Some records
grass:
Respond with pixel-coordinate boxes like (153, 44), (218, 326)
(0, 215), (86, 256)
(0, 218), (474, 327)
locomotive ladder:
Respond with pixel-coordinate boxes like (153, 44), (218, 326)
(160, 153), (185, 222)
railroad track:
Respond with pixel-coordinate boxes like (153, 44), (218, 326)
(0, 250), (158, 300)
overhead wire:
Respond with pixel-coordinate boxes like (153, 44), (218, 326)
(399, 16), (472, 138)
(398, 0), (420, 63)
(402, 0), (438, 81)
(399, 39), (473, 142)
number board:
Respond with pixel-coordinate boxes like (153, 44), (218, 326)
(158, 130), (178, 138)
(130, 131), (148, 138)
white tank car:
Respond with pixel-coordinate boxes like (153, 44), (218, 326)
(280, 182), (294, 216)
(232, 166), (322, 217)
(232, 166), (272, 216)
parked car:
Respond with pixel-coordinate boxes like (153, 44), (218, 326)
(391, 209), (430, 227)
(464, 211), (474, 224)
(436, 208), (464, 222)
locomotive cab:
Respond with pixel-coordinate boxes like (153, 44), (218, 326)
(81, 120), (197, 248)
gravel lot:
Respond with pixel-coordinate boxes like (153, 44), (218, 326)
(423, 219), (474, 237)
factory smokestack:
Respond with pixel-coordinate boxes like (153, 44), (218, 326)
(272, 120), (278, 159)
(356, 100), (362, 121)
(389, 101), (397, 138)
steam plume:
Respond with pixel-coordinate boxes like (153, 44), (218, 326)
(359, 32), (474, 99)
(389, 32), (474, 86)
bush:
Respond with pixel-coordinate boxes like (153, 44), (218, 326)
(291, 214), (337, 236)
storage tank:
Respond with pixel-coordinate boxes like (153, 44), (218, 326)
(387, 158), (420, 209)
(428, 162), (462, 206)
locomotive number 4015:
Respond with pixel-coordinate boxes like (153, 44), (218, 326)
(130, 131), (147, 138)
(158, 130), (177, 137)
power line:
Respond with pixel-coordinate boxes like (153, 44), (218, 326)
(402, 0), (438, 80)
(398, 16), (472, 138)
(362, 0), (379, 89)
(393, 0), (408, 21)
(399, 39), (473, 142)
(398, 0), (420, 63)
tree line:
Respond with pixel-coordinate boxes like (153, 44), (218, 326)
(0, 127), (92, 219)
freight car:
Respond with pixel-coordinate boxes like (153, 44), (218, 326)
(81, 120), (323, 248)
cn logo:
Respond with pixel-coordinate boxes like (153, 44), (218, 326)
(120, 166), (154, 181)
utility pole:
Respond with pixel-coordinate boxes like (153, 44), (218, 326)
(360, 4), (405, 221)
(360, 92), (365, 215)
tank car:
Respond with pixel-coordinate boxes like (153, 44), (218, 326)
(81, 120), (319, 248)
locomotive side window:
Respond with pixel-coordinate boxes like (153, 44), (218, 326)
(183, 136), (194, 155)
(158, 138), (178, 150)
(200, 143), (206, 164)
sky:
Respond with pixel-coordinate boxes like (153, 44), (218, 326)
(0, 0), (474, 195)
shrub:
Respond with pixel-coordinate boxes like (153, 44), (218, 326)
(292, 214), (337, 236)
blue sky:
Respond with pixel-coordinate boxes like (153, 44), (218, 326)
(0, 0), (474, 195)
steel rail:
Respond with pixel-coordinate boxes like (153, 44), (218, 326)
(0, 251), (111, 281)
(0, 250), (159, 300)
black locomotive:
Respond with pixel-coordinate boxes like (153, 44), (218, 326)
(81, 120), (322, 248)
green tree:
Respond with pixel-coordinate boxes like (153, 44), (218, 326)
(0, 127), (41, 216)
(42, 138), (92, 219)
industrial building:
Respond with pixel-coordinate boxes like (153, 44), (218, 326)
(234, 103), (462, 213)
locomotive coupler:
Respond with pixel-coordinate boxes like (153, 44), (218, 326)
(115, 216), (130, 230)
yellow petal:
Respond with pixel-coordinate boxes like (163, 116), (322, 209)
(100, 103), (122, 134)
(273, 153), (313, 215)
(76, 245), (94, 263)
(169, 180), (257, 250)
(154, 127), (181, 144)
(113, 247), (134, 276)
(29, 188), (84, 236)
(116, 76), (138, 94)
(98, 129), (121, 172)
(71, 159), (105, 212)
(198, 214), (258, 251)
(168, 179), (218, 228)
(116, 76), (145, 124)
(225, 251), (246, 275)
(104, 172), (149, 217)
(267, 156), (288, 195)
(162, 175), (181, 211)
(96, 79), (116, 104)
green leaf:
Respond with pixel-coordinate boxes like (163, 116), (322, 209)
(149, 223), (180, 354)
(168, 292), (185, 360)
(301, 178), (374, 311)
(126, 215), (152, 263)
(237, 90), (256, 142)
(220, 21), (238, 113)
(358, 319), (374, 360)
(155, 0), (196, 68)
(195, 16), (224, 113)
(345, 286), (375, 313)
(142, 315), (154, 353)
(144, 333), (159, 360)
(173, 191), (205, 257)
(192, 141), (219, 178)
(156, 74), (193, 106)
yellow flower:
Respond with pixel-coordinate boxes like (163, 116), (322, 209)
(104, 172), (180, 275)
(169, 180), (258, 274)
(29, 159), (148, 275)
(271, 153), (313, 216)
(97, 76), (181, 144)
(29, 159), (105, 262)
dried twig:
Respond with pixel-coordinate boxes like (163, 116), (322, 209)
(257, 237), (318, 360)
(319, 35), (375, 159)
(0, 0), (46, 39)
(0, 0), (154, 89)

Written task - Emit the full listing verbatim.

Result below -
grass:
Respond with pixel-coordinate boxes like (153, 44), (218, 326)
(0, 215), (86, 256)
(0, 218), (474, 327)
locomotive ladder:
Respond with pixel-coordinate boxes like (153, 44), (218, 326)
(160, 153), (185, 222)
railroad track:
Respond with pixel-coordinate boxes like (153, 44), (218, 326)
(0, 250), (158, 300)
overhead wire:
Respond with pixel-coordinate boxes like (153, 44), (218, 326)
(399, 16), (472, 138)
(398, 0), (420, 63)
(402, 0), (438, 81)
(399, 39), (473, 142)
number board:
Respond with pixel-coordinate boxes like (153, 44), (218, 326)
(158, 130), (178, 138)
(130, 131), (148, 138)
white tank car:
Respond with pixel-coordinate boxes like (153, 44), (218, 326)
(280, 182), (294, 216)
(232, 166), (322, 217)
(232, 166), (272, 216)
parked car:
Respond with pixel-coordinate boxes like (153, 44), (218, 326)
(391, 209), (430, 227)
(464, 211), (474, 224)
(436, 208), (464, 222)
locomotive cab:
Respond with pixel-coordinate boxes like (153, 44), (218, 326)
(81, 120), (197, 248)
gravel lot:
Respond with pixel-coordinate boxes like (153, 44), (218, 326)
(423, 219), (474, 237)
factory smokestack:
Respond with pixel-coordinate boxes like (153, 44), (218, 326)
(272, 120), (278, 159)
(356, 100), (362, 121)
(389, 101), (397, 138)
steam plume:
Respond with pixel-coordinate boxes like (153, 44), (218, 326)
(359, 32), (474, 99)
(389, 32), (474, 86)
bush:
Respond with pixel-coordinate boxes like (153, 44), (218, 326)
(291, 214), (337, 236)
storage tank:
Respond with pixel-coordinate boxes like (153, 44), (218, 326)
(387, 158), (420, 209)
(428, 162), (462, 206)
locomotive number 4015:
Respond with pixel-coordinate boxes like (153, 44), (218, 326)
(130, 131), (147, 138)
(158, 130), (177, 137)
power line:
Respond with pixel-coordinate boxes like (153, 44), (218, 326)
(402, 0), (438, 80)
(398, 16), (472, 138)
(362, 0), (379, 89)
(393, 0), (408, 21)
(399, 39), (473, 142)
(398, 0), (420, 63)
tree line:
Respond with pixel-coordinate boxes like (153, 44), (218, 326)
(0, 127), (92, 219)
freight car:
Respond with pixel-coordinate boxes like (153, 44), (218, 326)
(81, 120), (323, 248)
cn logo:
Respond with pixel-coordinate boxes like (153, 44), (218, 326)
(120, 166), (154, 181)
utility pole:
Respond with pixel-coordinate boxes like (153, 44), (218, 326)
(360, 4), (405, 221)
(360, 92), (365, 215)
tank car:
Respond with pixel-coordinate boxes like (153, 44), (218, 326)
(81, 120), (319, 248)
locomotive side window:
Respond with pixel-coordinate boxes like (153, 44), (218, 326)
(183, 136), (194, 155)
(158, 138), (178, 150)
(200, 143), (206, 164)
sky:
Respond with pixel-coordinate boxes like (153, 44), (218, 326)
(0, 0), (474, 195)
shrub:
Respond with pixel-coordinate boxes like (153, 44), (218, 326)
(292, 214), (337, 236)
blue sky:
Respond with pixel-coordinate boxes like (153, 44), (218, 326)
(0, 0), (474, 195)
steel rail:
Respond with pixel-coordinate boxes like (153, 44), (218, 326)
(0, 251), (111, 281)
(0, 250), (159, 300)
black locomotive:
Respond with pixel-coordinate boxes like (153, 44), (218, 326)
(81, 120), (322, 248)
green tree:
Respond with pixel-coordinate boxes like (153, 44), (218, 326)
(0, 127), (41, 216)
(42, 138), (92, 219)
industrial building:
Respond with pixel-coordinate boxes like (153, 44), (218, 326)
(234, 103), (462, 213)
locomotive coupler:
Respond with pixel-coordinate boxes like (153, 44), (218, 326)
(115, 216), (130, 230)
yellow petal:
Respond with pixel-coordinate boxes like (163, 116), (322, 209)
(100, 103), (122, 134)
(273, 153), (313, 215)
(76, 245), (94, 263)
(169, 180), (257, 250)
(154, 127), (181, 144)
(113, 247), (134, 276)
(29, 188), (84, 236)
(116, 76), (138, 94)
(98, 129), (121, 172)
(71, 159), (105, 212)
(198, 214), (258, 251)
(168, 179), (218, 228)
(116, 76), (145, 124)
(225, 251), (246, 275)
(104, 172), (149, 217)
(267, 156), (288, 195)
(162, 175), (181, 211)
(96, 79), (116, 104)
green leaf:
Respond with pixel-coordinate boxes like (163, 116), (322, 209)
(149, 223), (180, 354)
(168, 292), (185, 360)
(301, 178), (374, 311)
(126, 215), (152, 263)
(237, 90), (256, 142)
(220, 21), (238, 113)
(358, 319), (374, 360)
(155, 0), (196, 68)
(195, 16), (224, 113)
(345, 286), (375, 313)
(142, 315), (154, 353)
(144, 333), (159, 360)
(173, 191), (205, 257)
(192, 141), (219, 178)
(156, 74), (193, 106)
yellow flower:
Respond with pixel-coordinate boxes like (163, 116), (322, 209)
(104, 172), (180, 275)
(169, 180), (258, 274)
(29, 159), (148, 275)
(271, 153), (313, 216)
(97, 76), (181, 144)
(29, 159), (105, 262)
dried twig:
Respond with pixel-coordinate boxes like (163, 116), (322, 209)
(257, 237), (318, 360)
(319, 35), (375, 159)
(0, 0), (46, 39)
(0, 0), (154, 89)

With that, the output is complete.